- **Exercise brief**
Reproduce each line of the listing below word for word, keeping everything unchanged.

(Point placement records)
========================================================================
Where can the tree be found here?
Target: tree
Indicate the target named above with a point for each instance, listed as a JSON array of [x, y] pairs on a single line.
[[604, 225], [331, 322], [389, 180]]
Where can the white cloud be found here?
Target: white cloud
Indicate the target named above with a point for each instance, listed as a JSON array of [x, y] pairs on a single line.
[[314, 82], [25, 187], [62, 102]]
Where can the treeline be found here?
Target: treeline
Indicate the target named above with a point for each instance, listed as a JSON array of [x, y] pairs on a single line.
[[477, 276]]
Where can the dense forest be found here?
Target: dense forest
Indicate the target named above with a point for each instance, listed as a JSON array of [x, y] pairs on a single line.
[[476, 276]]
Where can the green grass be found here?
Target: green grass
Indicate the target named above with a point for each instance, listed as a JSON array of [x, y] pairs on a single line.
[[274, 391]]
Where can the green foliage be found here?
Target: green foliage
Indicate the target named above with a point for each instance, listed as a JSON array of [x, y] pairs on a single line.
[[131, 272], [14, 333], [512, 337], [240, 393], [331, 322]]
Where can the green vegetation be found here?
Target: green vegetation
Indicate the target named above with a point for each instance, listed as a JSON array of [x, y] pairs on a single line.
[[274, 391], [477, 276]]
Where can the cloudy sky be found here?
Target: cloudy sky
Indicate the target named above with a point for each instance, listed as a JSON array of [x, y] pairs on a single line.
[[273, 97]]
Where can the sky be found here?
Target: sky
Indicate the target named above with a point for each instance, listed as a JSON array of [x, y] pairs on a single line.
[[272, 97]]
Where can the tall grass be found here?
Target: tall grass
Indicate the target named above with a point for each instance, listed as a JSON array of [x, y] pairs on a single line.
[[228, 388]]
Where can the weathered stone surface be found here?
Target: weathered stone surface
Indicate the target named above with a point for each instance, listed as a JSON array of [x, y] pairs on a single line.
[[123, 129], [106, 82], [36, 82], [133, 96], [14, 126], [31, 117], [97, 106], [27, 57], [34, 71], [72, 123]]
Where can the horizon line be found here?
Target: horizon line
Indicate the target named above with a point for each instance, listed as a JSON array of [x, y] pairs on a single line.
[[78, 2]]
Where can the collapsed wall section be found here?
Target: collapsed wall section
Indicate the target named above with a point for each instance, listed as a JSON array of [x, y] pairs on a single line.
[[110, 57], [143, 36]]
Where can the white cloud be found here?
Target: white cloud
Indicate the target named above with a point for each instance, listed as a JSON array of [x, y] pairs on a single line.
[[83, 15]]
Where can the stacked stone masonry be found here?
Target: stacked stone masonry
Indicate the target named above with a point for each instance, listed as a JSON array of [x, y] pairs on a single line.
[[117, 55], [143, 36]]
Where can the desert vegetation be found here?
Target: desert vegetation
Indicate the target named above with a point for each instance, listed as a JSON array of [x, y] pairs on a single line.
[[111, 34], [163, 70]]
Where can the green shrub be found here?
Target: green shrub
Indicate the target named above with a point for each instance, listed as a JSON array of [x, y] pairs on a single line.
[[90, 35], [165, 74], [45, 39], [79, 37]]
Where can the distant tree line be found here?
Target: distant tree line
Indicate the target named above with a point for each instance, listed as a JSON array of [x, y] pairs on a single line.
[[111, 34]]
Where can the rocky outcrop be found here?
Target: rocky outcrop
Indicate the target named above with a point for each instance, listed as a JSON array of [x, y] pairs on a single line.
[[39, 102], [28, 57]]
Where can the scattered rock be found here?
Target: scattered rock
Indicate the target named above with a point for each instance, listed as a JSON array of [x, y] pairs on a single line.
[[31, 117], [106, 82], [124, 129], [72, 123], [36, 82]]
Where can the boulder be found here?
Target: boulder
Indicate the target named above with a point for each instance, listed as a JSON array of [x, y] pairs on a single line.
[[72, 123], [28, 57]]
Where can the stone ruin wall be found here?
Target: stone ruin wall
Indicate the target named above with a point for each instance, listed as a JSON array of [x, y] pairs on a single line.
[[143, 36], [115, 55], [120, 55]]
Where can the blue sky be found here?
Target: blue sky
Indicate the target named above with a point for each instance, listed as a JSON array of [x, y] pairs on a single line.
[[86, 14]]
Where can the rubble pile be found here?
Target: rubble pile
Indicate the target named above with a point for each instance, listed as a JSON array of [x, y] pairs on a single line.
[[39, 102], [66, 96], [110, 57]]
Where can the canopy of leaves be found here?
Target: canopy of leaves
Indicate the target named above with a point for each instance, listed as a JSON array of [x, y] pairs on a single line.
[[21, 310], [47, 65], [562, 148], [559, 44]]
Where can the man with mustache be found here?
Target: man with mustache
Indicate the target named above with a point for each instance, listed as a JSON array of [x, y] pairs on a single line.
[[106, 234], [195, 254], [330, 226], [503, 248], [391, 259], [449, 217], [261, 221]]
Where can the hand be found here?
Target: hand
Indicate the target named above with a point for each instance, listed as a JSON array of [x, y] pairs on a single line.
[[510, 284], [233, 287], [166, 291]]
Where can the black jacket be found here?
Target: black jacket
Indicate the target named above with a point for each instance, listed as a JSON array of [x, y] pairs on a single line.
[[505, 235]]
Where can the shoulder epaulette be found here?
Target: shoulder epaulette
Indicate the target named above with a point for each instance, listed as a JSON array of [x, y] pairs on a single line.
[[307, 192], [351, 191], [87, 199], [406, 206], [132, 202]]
========================================================================
- **Full solution**
Where can the tree be found here?
Target: tree
Indicate the target named above with a point for each instance, listed as a JSON array of [x, y] pairs on a single line.
[[604, 225], [331, 322], [389, 180]]
Where can the white cloud be found here?
Target: white cloud
Indicate the target named above with a point for each instance, listed as a JSON array of [x, y] pairs on a single line.
[[314, 82], [25, 187], [62, 102]]
Where can the treeline be found here?
Target: treeline
Indicate the target named above with a point for each instance, listed as a JSON array of [x, y] pairs on a single line.
[[477, 276]]
Where can the dense forest be found here?
Target: dense forest
Indicate the target named above with a point for each instance, listed as a JSON array of [x, y] pairs on a single line.
[[476, 276]]
Where can the green grass be found here?
Target: green grass
Indicate the target named above with a point for each instance, listed as a JSON array of [x, y] pairs on a single line.
[[274, 391]]
Where can the green foliage be found here?
Target: green foliage
Indicate the target named above with a point for each instance, listed as a JSON array of [x, y] pairs on a single line.
[[131, 272], [14, 333], [512, 337], [240, 393], [331, 322]]
Where can the green vegetation be found here?
Target: green vegetation
Indicate the target named above with a point for each instance, listed as a JSON array of [x, y] pairs on a single line.
[[274, 391], [477, 276]]
Where can the cloudy sky be found here?
Target: cloudy sky
Indicate the target named above with a point for each instance, listed as a JSON array of [x, y] pairs on a single line.
[[273, 97]]
Where can the sky be found here?
Target: sky
Indicate the target named above with a point for each instance, listed as a JSON array of [x, y] pairs on a single line.
[[272, 97]]
Where can the tall grass be found here?
Target: tall grass
Indicate the target named above with a point for each instance, listed as a JSON array of [x, y] pairs on a single line.
[[228, 388]]
Where can the weathered stone surface be found here?
Target: weathered stone surface
Indicate the target named above with a point for each instance, listed as a JSON array of [x, y] pairs on a single line.
[[123, 129], [106, 82], [36, 82], [133, 96], [14, 126], [31, 117], [97, 106], [27, 57], [34, 71], [72, 123]]
Where can the horizon line be found here?
Target: horizon line
Indicate the target named above with a point for each instance, listed as a JSON array of [x, y] pairs on a single line.
[[78, 2]]
Where can the collapsed wall section be found here?
Target: collapsed wall section
Indicate the target named above with a point for each instance, listed as a JSON array of [x, y] pairs on a single line.
[[110, 57], [143, 36]]
Where can the white cloud be found here?
Target: white cloud
Indicate the target named above with a point for each instance, listed as a JSON array of [x, y] pairs on a single line.
[[83, 15]]
Where can the stacked stone masonry be found here?
Target: stacked stone masonry
Indicate the target named above with a point for each instance, listed as a JSON array of [x, y] pairs on a single line.
[[117, 55], [143, 36]]
Where can the desert vegetation be found here?
Target: desert vegetation
Indicate the target named above with a point for each instance, listed as a JSON array of [x, y] pairs on a single line.
[[111, 34], [163, 70]]
Where can the green shrub be found here?
Target: green shrub
Indicate the target named above with a point for each instance, listed as a JSON array of [x, y] pairs on a single line.
[[90, 35], [165, 74], [45, 39], [79, 37]]
Where can the distant tree line be found here?
Target: distant tree line
Indicate the target named above with a point for each instance, listed as a JSON array of [x, y] pairs on a single line.
[[111, 34]]
Where can the rocky outcrop be found here?
Target: rocky outcrop
Indicate the target named above with a point for each instance, listed as a JSON array of [x, y] pairs on a single line.
[[39, 102], [28, 57]]
Where can the scattered rock be found here?
Target: scattered rock
Indicate the target named above with a point for each instance, listed as a JSON array of [x, y] pairs on a single line.
[[31, 117], [106, 82], [124, 129], [72, 123], [36, 82]]
Where can the boulder be found here?
Target: boulder
Indicate the target named above with a point for each instance, listed as a JSON array of [x, y] pairs on a single line.
[[72, 123], [28, 57]]
Where can the stone ruin wall be found here?
Target: stone ruin wall
Indicate the target named above with a point for each instance, listed as a JSON array of [x, y] pairs on a single line.
[[143, 36], [115, 55], [120, 55]]
Where can the blue sky be found here?
Target: blue sky
Indicate the target named above with a point for each instance, listed as a JSON array of [x, y] pairs on a single line.
[[86, 14]]
Where can the rubble pile be found here?
Target: rubble pile
Indicate the target named above with a point for each instance, listed as a JSON array of [x, y] pairs on a single line.
[[39, 102], [66, 96], [110, 57]]
Where can the canopy of leaves be found here?
Target: canopy of leaves
Indicate the target named above with a point for each instance, listed as a JSON array of [x, y] pairs on a single line.
[[21, 310], [47, 65], [562, 148], [559, 44]]
Where can the man with mustache be found here?
Target: man with mustache
Indicate the target named above with a point for each instance, listed as a JSON array of [x, y] pairs on a single line.
[[106, 234], [195, 254], [330, 226], [503, 248], [391, 259], [449, 217], [261, 221]]
Where can the hand be found here?
Target: hand
Indicate the target named above with a point for each instance, listed as a JSON array of [x, y] pairs on a single line.
[[510, 284], [233, 287], [166, 291]]
Where can the black jacket be found here?
Target: black jacket
Indicate the target named above with a point for each instance, listed as a JSON array of [x, y] pairs on a single line.
[[505, 235]]
Where can the shoulder epaulette be found here?
Target: shoulder epaulette
Indicate the target named above with a point for each instance, listed as a JSON array of [x, y] pairs on a single line.
[[307, 192], [351, 191], [87, 199], [406, 206], [132, 202]]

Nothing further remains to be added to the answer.